Task description =
Repeat precisely, and only, the lines between the line containing "of the steel" and the end of the listing below, both ends included.
** BEGIN **
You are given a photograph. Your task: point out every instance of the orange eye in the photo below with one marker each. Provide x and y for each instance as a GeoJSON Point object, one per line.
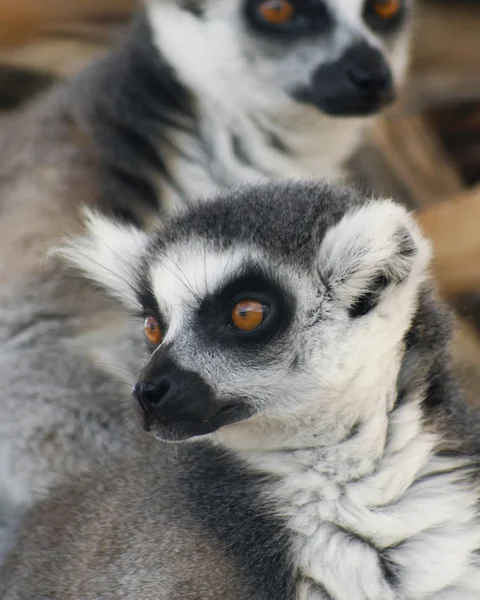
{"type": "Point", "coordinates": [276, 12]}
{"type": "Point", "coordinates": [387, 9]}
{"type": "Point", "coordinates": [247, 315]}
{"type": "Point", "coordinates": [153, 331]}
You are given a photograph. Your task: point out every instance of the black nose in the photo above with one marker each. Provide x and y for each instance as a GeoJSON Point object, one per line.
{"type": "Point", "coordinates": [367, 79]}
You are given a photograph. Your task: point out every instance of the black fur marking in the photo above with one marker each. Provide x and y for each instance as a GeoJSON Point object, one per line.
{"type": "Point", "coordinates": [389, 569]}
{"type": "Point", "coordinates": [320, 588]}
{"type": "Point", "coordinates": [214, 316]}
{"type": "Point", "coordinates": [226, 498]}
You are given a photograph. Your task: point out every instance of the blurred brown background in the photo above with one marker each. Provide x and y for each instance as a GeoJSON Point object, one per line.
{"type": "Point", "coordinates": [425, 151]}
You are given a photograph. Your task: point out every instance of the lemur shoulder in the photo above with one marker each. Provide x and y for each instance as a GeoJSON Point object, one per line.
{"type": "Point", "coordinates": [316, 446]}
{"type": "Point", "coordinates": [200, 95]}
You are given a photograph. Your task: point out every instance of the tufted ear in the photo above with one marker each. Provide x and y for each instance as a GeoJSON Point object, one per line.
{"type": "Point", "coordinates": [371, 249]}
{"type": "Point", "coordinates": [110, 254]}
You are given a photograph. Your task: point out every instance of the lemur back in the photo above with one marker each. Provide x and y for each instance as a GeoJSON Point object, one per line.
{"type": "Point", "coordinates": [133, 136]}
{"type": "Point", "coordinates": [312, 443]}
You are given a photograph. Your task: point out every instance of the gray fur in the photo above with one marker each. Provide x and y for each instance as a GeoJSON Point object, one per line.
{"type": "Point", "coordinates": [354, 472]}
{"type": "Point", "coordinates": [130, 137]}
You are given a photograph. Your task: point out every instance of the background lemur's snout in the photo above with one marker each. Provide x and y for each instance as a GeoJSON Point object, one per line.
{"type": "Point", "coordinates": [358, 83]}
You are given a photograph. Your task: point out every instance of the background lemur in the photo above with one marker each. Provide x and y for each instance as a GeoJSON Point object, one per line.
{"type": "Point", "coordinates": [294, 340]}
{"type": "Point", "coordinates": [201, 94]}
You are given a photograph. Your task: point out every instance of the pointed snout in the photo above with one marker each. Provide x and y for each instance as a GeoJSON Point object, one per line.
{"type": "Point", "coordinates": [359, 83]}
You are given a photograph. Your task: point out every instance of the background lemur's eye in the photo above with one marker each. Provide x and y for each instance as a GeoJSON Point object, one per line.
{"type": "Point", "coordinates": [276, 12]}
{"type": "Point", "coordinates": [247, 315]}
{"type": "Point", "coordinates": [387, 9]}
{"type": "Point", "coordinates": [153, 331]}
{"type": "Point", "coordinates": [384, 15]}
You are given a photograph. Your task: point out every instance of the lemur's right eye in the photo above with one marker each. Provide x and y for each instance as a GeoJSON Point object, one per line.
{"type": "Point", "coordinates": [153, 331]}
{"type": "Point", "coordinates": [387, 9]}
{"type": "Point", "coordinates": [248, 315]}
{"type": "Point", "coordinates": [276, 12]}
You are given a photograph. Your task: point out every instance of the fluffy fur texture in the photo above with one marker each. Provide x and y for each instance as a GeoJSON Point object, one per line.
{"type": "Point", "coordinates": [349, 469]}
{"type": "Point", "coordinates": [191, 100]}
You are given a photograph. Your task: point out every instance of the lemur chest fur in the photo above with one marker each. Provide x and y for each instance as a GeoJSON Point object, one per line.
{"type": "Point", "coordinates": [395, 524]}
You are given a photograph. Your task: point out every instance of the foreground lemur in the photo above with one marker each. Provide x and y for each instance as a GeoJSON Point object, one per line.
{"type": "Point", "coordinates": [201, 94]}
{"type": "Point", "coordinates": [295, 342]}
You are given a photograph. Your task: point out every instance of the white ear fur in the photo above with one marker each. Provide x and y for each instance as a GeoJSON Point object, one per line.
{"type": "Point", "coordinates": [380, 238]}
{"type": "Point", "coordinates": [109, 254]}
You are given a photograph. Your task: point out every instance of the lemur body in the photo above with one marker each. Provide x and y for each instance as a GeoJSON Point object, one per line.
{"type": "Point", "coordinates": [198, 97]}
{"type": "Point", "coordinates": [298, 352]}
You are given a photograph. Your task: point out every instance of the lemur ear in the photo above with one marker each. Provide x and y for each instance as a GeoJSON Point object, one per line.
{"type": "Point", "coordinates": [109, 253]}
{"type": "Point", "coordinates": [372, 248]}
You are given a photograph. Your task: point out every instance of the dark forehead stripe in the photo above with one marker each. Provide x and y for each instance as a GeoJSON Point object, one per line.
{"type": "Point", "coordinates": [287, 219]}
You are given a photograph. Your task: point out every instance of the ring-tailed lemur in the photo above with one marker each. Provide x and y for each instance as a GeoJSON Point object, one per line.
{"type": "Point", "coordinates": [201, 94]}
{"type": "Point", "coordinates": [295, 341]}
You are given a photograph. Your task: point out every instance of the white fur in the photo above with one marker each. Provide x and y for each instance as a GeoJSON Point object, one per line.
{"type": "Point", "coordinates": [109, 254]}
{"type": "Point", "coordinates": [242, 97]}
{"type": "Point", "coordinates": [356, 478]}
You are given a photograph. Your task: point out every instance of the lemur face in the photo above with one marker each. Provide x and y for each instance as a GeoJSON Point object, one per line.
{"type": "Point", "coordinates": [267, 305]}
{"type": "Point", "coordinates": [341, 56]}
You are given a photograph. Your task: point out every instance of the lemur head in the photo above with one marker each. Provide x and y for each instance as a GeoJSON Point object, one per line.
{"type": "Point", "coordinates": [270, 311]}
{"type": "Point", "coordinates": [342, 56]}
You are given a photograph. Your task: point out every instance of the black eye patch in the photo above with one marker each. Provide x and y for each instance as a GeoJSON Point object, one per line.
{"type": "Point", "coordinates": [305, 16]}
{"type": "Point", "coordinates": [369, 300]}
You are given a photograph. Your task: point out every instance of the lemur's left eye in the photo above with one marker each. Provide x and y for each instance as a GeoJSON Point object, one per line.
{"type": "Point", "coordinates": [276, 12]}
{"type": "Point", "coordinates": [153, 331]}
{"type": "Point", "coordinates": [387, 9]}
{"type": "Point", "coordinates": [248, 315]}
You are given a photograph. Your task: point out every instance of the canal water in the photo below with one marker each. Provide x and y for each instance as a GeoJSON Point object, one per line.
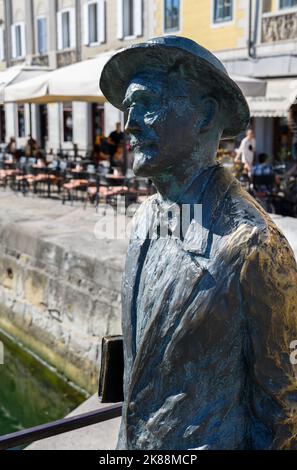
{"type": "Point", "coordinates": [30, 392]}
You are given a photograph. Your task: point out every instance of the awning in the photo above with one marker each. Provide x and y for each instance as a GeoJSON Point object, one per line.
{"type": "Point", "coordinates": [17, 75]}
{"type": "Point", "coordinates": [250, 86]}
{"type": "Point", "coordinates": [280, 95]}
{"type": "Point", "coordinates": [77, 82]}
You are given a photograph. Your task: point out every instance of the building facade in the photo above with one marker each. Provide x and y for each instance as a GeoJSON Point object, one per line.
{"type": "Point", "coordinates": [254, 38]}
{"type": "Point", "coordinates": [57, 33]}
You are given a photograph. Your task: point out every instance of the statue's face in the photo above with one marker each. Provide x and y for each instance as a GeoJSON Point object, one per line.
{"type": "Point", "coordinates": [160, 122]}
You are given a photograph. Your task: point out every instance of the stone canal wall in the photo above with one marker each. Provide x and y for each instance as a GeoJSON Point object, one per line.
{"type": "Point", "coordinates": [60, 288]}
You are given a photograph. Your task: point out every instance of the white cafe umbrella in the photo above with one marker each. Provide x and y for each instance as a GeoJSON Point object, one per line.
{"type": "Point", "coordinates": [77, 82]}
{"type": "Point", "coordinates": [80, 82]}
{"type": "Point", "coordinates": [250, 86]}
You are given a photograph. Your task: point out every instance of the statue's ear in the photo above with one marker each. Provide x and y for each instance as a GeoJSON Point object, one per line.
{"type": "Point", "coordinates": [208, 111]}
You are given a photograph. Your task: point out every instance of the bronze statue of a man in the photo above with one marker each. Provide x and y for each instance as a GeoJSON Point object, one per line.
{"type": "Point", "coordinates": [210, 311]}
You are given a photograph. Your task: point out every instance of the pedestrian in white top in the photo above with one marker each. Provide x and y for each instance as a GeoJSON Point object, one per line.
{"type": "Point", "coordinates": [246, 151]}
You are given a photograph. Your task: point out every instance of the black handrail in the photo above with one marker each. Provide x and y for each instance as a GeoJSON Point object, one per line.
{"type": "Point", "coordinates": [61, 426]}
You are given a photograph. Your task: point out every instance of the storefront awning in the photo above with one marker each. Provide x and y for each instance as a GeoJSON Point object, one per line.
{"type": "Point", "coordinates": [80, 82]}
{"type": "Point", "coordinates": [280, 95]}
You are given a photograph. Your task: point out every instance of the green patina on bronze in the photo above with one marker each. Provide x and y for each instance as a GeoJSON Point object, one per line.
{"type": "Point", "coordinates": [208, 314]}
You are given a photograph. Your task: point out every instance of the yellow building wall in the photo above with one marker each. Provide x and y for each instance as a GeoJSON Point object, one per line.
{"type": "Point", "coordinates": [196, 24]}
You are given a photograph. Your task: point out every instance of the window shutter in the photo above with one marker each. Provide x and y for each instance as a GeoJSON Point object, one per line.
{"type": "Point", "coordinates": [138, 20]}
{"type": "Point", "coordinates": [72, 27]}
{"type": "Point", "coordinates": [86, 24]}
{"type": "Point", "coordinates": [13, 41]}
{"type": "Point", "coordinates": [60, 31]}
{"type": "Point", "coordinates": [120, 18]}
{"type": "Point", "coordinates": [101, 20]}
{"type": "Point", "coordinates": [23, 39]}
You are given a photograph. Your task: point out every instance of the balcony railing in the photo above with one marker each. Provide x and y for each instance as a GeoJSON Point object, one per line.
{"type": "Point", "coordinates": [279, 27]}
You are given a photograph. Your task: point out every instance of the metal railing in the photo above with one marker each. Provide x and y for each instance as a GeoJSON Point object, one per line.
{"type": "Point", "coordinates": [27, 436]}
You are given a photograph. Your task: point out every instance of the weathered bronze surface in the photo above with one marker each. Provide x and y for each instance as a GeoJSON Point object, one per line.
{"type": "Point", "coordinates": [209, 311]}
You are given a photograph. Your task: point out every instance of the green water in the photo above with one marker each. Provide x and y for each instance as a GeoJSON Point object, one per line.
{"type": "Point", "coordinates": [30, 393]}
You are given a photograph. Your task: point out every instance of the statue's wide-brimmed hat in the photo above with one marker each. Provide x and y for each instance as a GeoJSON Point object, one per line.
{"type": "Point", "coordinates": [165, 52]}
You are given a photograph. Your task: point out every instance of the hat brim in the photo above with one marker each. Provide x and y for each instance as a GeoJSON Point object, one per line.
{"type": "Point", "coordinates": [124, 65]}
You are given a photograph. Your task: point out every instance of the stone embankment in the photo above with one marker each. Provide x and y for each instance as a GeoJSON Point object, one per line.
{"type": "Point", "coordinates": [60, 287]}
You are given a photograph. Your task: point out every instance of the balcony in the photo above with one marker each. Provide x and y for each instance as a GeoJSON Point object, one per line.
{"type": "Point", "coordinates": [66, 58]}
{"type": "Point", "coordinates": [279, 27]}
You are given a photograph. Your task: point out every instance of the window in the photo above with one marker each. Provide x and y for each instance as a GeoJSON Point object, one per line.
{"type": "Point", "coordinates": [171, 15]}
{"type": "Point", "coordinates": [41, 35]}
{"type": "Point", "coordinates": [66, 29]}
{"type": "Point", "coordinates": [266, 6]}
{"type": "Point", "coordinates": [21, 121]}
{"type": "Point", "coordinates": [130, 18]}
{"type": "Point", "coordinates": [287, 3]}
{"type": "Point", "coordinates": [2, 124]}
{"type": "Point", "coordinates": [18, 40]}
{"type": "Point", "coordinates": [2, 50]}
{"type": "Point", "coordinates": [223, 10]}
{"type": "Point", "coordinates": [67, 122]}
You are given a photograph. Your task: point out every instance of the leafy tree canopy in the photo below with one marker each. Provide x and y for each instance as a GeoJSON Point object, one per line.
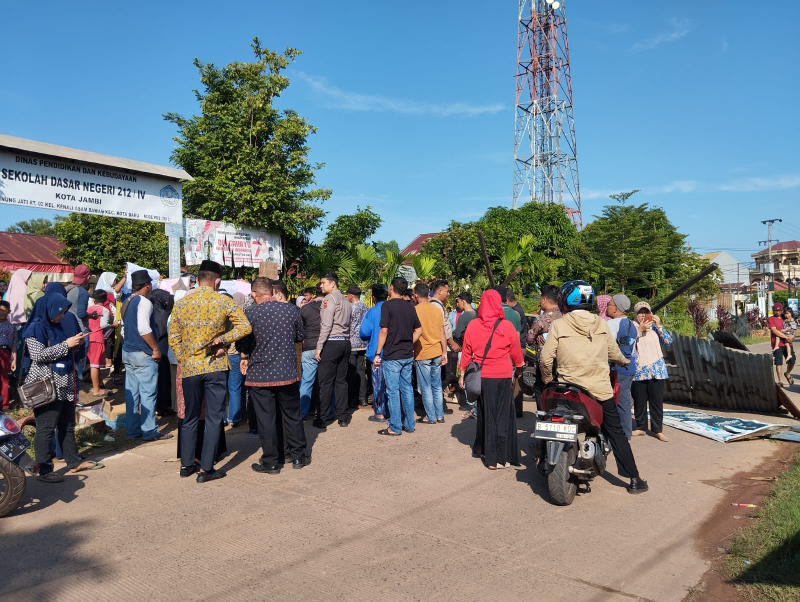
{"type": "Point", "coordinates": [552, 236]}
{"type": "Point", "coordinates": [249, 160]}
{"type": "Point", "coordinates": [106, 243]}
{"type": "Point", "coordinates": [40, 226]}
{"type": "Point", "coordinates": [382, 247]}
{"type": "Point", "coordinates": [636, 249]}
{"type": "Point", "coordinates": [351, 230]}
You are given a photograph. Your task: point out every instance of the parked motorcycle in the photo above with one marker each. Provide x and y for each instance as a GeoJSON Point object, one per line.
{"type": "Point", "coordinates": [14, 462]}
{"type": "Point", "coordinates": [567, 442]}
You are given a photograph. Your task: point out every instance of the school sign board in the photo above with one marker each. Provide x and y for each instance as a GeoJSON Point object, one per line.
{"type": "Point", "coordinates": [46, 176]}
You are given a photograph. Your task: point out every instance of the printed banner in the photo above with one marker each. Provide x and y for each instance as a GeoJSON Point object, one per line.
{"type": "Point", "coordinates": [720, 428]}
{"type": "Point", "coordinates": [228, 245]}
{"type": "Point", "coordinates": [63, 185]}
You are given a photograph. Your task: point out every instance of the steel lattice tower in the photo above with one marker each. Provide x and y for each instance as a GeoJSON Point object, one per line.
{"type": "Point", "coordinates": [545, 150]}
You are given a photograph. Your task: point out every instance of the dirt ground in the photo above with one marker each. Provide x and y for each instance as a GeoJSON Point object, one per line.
** END **
Written answer =
You are given a photograph. Your task: point out every instance of the steel lattice tower in the photo above with one marker each. Provide x and y for each instance as a GeoJSON Point object, one per line.
{"type": "Point", "coordinates": [545, 150]}
You are given a photograph. Your task: point out every instance of the dirt ground in the photo above with one marker each. Provide x and y for each instance as a GeoJSON Point object, one per line.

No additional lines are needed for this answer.